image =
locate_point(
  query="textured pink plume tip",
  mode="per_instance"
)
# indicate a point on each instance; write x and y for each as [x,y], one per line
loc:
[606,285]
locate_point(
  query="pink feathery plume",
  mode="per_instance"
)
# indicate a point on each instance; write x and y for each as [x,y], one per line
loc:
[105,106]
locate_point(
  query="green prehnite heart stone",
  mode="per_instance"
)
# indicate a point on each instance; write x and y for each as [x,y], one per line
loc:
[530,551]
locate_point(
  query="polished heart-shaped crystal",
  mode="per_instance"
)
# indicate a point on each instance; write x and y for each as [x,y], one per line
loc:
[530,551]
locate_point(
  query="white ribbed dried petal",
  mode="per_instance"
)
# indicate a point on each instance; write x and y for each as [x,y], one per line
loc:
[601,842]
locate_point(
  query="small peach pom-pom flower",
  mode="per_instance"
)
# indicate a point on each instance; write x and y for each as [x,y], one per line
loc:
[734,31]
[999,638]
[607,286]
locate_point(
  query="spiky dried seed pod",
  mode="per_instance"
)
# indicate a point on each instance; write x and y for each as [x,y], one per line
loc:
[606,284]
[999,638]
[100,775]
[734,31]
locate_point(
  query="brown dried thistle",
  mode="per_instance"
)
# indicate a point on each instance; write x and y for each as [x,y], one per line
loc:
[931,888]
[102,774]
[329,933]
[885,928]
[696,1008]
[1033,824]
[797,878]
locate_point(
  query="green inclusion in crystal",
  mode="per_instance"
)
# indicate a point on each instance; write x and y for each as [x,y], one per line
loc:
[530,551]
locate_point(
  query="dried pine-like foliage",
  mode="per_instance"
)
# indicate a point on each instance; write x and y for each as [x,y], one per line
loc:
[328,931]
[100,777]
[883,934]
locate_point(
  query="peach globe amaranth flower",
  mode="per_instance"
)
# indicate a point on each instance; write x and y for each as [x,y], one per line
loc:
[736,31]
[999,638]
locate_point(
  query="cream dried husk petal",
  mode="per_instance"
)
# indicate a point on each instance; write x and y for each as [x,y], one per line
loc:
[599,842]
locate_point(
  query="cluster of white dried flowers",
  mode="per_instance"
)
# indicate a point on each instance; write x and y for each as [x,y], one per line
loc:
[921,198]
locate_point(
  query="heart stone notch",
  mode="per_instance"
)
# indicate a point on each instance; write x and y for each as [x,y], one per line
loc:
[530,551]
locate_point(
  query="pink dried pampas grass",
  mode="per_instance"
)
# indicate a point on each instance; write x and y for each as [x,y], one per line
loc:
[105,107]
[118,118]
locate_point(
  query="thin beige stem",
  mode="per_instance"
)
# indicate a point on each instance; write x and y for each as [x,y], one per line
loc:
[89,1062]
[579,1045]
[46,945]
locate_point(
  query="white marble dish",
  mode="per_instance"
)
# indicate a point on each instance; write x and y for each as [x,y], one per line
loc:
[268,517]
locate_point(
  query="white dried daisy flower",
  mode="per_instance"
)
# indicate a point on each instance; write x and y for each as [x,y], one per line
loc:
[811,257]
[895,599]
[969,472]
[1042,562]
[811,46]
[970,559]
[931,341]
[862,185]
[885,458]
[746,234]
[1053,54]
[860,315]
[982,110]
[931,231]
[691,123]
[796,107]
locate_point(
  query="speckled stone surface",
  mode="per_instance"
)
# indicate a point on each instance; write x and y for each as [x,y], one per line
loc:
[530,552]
===============
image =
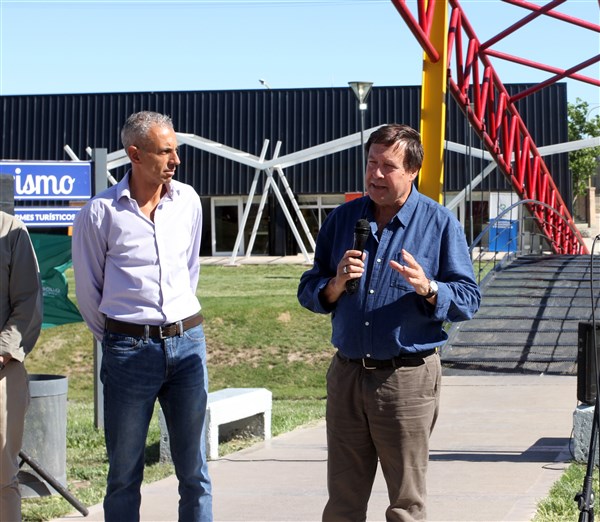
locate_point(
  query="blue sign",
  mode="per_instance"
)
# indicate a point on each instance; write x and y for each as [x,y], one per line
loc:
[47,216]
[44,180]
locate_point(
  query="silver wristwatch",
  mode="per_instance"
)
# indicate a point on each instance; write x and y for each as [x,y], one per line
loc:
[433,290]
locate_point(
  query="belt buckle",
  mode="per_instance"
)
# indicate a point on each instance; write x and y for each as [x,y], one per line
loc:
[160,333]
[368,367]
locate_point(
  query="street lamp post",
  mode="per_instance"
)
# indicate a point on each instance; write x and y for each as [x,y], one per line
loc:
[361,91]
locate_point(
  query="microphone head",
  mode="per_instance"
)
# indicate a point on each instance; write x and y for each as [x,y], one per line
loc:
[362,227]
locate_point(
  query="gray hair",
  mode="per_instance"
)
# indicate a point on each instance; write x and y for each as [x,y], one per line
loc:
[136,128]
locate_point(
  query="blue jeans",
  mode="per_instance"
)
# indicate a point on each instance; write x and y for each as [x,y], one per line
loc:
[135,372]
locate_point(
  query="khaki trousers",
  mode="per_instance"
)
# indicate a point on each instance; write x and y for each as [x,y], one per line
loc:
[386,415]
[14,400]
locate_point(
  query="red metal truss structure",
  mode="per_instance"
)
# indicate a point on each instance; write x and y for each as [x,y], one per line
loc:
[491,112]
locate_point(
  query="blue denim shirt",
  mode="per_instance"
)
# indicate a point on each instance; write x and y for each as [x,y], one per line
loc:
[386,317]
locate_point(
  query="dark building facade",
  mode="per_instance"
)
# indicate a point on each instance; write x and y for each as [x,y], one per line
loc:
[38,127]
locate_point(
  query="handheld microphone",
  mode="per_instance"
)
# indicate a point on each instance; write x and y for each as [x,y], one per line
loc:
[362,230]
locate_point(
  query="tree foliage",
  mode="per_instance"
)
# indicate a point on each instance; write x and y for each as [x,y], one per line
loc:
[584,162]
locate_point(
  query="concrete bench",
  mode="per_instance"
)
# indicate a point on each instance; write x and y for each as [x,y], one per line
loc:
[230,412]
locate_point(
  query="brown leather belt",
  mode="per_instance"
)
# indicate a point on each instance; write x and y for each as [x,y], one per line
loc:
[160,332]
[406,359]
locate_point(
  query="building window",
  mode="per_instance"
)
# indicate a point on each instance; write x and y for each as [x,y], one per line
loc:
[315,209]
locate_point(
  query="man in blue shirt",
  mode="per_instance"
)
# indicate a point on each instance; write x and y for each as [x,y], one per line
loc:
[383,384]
===============
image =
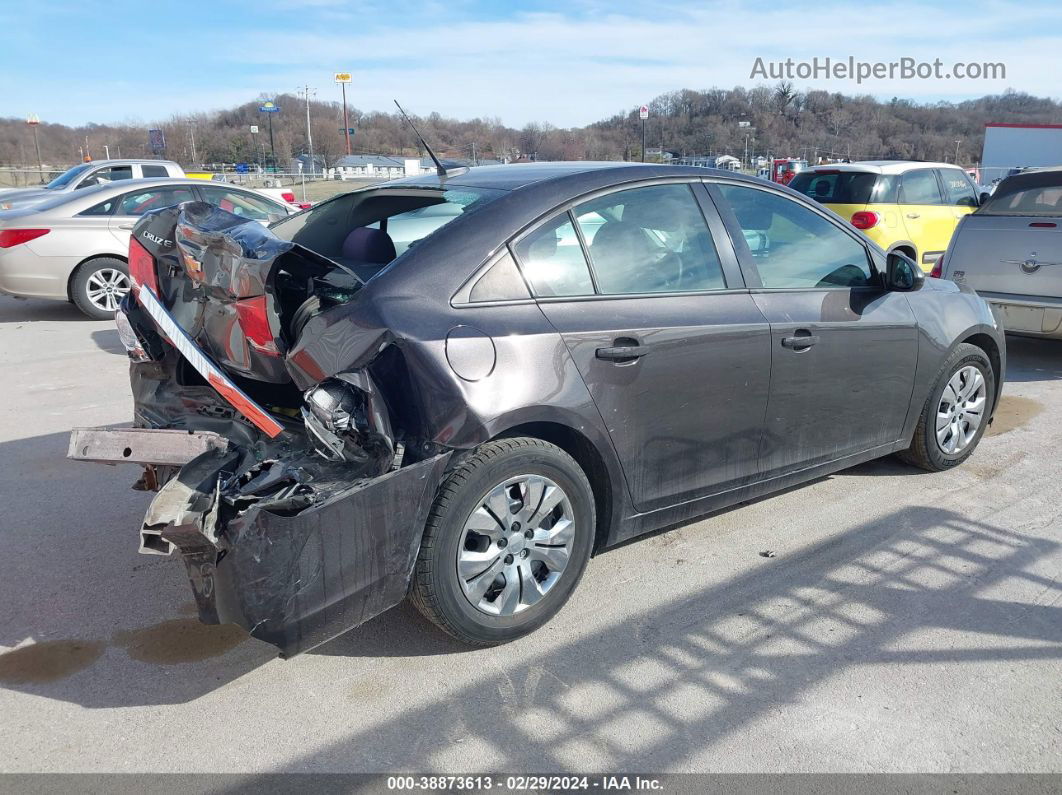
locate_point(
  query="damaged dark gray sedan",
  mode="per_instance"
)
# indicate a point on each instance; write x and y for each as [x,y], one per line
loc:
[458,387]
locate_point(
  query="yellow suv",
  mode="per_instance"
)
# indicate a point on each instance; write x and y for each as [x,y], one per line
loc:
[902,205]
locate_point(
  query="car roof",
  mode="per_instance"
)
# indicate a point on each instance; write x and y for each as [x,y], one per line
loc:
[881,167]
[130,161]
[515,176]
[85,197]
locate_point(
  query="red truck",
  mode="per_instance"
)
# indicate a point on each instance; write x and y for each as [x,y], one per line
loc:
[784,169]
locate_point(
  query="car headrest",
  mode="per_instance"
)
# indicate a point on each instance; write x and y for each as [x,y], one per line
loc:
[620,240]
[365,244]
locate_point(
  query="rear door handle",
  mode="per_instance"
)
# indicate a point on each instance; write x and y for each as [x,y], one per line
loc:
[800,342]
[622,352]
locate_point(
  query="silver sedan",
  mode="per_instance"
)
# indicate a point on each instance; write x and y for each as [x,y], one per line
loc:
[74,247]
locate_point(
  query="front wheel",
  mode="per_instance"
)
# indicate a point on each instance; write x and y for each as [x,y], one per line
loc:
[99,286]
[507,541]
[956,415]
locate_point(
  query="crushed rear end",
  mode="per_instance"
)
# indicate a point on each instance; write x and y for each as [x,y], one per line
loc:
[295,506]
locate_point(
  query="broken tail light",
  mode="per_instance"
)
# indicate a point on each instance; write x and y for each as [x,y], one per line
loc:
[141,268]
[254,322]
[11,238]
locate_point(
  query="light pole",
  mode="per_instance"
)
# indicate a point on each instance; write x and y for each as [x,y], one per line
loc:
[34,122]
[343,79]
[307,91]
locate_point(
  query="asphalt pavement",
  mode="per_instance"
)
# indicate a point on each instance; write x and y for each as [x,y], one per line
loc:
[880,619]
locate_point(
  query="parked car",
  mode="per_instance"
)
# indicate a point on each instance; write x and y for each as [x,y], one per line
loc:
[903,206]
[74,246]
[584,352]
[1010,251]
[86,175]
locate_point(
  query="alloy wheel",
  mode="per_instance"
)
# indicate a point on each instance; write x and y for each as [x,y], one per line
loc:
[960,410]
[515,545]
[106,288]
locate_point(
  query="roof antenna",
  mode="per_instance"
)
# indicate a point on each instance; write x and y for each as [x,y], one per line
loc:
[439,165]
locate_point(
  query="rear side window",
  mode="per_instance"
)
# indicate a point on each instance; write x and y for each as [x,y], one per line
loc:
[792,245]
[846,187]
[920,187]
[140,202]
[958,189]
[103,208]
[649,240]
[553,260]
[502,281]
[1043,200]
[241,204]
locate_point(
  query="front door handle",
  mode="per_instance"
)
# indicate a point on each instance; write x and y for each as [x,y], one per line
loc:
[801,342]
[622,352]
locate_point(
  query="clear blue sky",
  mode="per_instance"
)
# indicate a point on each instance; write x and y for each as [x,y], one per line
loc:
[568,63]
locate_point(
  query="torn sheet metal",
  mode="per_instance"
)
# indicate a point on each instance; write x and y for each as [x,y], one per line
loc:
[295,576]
===============
### Written exercise
How many lines of the records above contain the string "dried", with case taken into account? Reply with the number only.

### Expected answer
8